> **Written exercise**: Extract the data exactly, missing nothing.

## Begin

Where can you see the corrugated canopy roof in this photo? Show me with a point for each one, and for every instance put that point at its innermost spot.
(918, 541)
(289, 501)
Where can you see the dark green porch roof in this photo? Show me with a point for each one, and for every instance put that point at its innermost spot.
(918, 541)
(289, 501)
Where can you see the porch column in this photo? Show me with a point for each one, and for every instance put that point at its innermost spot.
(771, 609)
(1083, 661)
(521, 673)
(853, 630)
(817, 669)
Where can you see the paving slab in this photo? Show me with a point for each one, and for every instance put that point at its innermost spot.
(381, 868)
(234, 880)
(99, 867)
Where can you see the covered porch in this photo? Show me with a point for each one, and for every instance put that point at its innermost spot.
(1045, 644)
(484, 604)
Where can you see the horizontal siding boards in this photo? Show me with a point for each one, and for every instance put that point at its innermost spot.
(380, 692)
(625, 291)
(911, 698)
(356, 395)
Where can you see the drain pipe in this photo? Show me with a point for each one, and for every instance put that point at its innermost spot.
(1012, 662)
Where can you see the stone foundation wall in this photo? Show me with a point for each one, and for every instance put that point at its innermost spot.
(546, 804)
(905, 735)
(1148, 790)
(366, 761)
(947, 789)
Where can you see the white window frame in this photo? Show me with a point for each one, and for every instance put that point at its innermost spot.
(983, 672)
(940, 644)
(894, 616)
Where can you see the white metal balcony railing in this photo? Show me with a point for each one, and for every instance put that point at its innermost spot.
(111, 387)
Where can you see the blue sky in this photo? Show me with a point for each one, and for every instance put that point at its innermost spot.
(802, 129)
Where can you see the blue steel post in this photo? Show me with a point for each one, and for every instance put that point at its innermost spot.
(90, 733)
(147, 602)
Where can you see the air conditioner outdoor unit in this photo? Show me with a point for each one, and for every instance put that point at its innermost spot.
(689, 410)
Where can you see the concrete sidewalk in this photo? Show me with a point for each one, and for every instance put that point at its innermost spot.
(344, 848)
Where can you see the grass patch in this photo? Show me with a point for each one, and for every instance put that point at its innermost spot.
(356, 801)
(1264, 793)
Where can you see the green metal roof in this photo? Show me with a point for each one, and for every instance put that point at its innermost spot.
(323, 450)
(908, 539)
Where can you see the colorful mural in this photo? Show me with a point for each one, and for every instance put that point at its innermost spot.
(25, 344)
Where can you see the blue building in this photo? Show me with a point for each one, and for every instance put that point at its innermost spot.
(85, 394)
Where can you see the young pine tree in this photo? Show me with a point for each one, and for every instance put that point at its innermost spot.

## End

> **Reply to the task**:
Where can you see the corrugated canopy roof in this photo? Show me with a point for each one, and for every instance put that point at its innermost spot.
(918, 541)
(289, 501)
Where can you see the dark green porch roof in this photo? Show me with a point for each one, and for every instance put that point at its innermost spot.
(918, 541)
(289, 501)
Where can you see the porch column in this photo? Show me with a point for each one, and for every instance put that point at its innermost spot.
(771, 609)
(1083, 661)
(521, 673)
(853, 630)
(817, 669)
Where can you see the paving slab in this photo? Show me with a point for each one, and for every instance put that point at its innermost spot.
(381, 868)
(234, 880)
(99, 867)
Where can you see the covered porch in this photo? Show me with a point for each one, and for every instance put that point at its innermost spot.
(1045, 644)
(484, 604)
Where can you see the horizontal siding boards in this photo? Show me with a point for each one, and for every instance put that point at its innermost spot.
(380, 692)
(625, 291)
(911, 698)
(356, 395)
Where can you see the drain pipe in this photo? Show me with a point for each one, and for every instance put that point at its innermost spot.
(1012, 662)
Where can you see the stone foundation wall in this photo? Show me with a point for each one, and for every instance put that point at its innermost spot.
(546, 804)
(905, 735)
(1148, 790)
(366, 761)
(947, 789)
Where can you see the white window frame in this photo? Show me with a point for each one, and for every instance put that point at its innermost spot.
(983, 672)
(940, 644)
(894, 616)
Where can you see the white metal balcony railing in this photo? Show me with a point for each one, and for every instance put that point at its innermost spot.
(111, 387)
Where can you see the blue sky in this photo? Show me with a point for each one, and for every instance put that point at its innermost spot.
(802, 129)
Where can you see the blue steel post in this photo? Show me with a point for each one, and for every instance put that point at its innermost spot.
(90, 733)
(147, 602)
Where can you see the air conditioner outdoor unit in this photo? Show me with a point for each one, and for every instance put that point at its innermost spot.
(689, 410)
Where can you see the concrete sidewalk in this photo? Show me with a point for each one, and for every instance put that point at its innermost spot.
(344, 848)
Where can you see the grass patch in this photo? Show me with a point for each one, and for every instance put that point at its innermost spot.
(356, 801)
(1264, 793)
Where can you see the green metal roof in this photo? Show me with a point for each one, and for every instance put that point at its innermost spot.
(323, 450)
(908, 539)
Where can you see the colorful mural in this photo? Show me with a point for each one, and for every instance put that point at its innermost spot.
(25, 344)
Where can you see the blue building in this photo? Show me with a point for each one, and for every instance put that point at its innermost spot.
(85, 394)
Where can you see the young pine tree in this photo? Show me with a point for each one, and for every instance put that point at its innermost spot.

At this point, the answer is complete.